Please update the lines below by replacing "each detection on its own line" with "one detection per line" wherever it appears, keeping everything else the same.

(Bounding-box records)
"""
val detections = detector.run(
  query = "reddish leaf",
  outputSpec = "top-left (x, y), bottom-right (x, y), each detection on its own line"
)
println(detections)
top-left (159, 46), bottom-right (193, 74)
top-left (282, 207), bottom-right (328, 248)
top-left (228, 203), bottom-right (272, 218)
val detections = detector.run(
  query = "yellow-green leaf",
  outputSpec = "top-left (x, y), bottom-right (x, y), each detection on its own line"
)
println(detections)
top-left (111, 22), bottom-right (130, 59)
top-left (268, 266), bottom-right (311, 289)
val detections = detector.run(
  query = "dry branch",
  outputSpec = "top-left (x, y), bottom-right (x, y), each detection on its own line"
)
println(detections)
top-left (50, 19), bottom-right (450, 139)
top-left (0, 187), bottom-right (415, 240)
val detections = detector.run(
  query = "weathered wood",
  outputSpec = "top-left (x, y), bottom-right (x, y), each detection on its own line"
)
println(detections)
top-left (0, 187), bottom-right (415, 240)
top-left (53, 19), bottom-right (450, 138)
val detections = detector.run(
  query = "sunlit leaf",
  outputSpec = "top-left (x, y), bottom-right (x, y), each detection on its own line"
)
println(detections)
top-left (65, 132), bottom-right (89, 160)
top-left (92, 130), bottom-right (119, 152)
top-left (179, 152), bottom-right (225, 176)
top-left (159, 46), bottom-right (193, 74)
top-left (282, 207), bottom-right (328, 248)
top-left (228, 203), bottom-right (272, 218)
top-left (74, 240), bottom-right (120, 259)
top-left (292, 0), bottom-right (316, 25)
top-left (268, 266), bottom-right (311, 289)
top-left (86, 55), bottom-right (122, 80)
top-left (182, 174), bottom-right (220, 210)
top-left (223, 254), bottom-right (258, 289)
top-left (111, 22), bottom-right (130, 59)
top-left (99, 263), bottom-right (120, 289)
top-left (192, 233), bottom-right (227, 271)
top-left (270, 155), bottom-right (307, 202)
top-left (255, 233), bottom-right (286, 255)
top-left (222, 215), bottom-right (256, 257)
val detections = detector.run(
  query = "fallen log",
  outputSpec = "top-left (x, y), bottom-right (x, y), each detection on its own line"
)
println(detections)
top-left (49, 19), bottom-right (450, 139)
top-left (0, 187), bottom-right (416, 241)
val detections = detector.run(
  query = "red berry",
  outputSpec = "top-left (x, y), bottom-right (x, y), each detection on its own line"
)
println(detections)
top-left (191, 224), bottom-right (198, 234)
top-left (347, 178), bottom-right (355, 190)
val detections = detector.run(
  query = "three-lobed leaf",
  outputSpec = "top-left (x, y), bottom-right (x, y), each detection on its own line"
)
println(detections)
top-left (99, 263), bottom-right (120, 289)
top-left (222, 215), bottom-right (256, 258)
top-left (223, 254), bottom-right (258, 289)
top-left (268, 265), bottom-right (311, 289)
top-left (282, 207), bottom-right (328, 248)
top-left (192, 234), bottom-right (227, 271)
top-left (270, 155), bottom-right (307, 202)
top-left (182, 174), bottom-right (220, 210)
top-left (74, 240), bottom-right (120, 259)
"""
◆ Output of the exercise ◆
val detections = detector.run(
  query = "reddish leaf",
  outputSpec = "top-left (x, y), bottom-right (x, y), one detection per line"
)
println(detections)
top-left (159, 46), bottom-right (193, 74)
top-left (282, 207), bottom-right (328, 248)
top-left (228, 203), bottom-right (272, 218)
val detections = detector.run(
  query = "yellow-green leaf",
  outputSpec = "top-left (x, y), bottom-right (x, y), one detection per line"
)
println(detections)
top-left (111, 22), bottom-right (130, 59)
top-left (268, 266), bottom-right (311, 289)
val detections = detector.run(
  query = "dry branch",
  outputSpec = "top-left (x, y), bottom-right (x, y), one detection per line"
)
println(detections)
top-left (50, 19), bottom-right (450, 139)
top-left (0, 187), bottom-right (415, 240)
val detections = detector.run(
  query = "weathered wood",
  outputSpec = "top-left (x, y), bottom-right (x, y), one detection per line"
)
println(detections)
top-left (0, 187), bottom-right (415, 240)
top-left (53, 19), bottom-right (450, 138)
val detections = detector.run(
  query = "sunlit leaf",
  outputSpec = "top-left (x, y), bottom-right (x, y), one detection per line"
)
println(detections)
top-left (65, 132), bottom-right (89, 160)
top-left (92, 130), bottom-right (119, 152)
top-left (179, 152), bottom-right (225, 176)
top-left (159, 46), bottom-right (193, 74)
top-left (282, 207), bottom-right (328, 248)
top-left (228, 203), bottom-right (272, 218)
top-left (74, 240), bottom-right (120, 259)
top-left (292, 0), bottom-right (316, 25)
top-left (268, 266), bottom-right (311, 289)
top-left (86, 55), bottom-right (122, 80)
top-left (182, 174), bottom-right (220, 210)
top-left (223, 254), bottom-right (258, 289)
top-left (111, 22), bottom-right (130, 59)
top-left (99, 263), bottom-right (120, 289)
top-left (192, 233), bottom-right (227, 271)
top-left (270, 155), bottom-right (307, 202)
top-left (255, 233), bottom-right (286, 255)
top-left (222, 215), bottom-right (256, 257)
val detections = detector.run(
  query = "fallen log",
  outputSpec = "top-left (x, y), bottom-right (x, y), one detection per line"
)
println(detections)
top-left (49, 19), bottom-right (450, 139)
top-left (0, 187), bottom-right (416, 241)
val detections = detector.run(
  query = "red berry",
  outputSpec = "top-left (x, y), bottom-right (x, y), one detection per line"
)
println(detections)
top-left (191, 224), bottom-right (198, 234)
top-left (347, 178), bottom-right (355, 190)
val detections = detector.run(
  query = "three-lobed leaf",
  outputSpec = "top-left (x, y), bottom-right (x, y), one detection per line"
)
println(detections)
top-left (99, 263), bottom-right (120, 289)
top-left (222, 215), bottom-right (256, 258)
top-left (223, 254), bottom-right (258, 289)
top-left (268, 265), bottom-right (311, 289)
top-left (282, 207), bottom-right (328, 248)
top-left (192, 234), bottom-right (227, 271)
top-left (270, 155), bottom-right (307, 202)
top-left (182, 174), bottom-right (220, 210)
top-left (74, 240), bottom-right (120, 259)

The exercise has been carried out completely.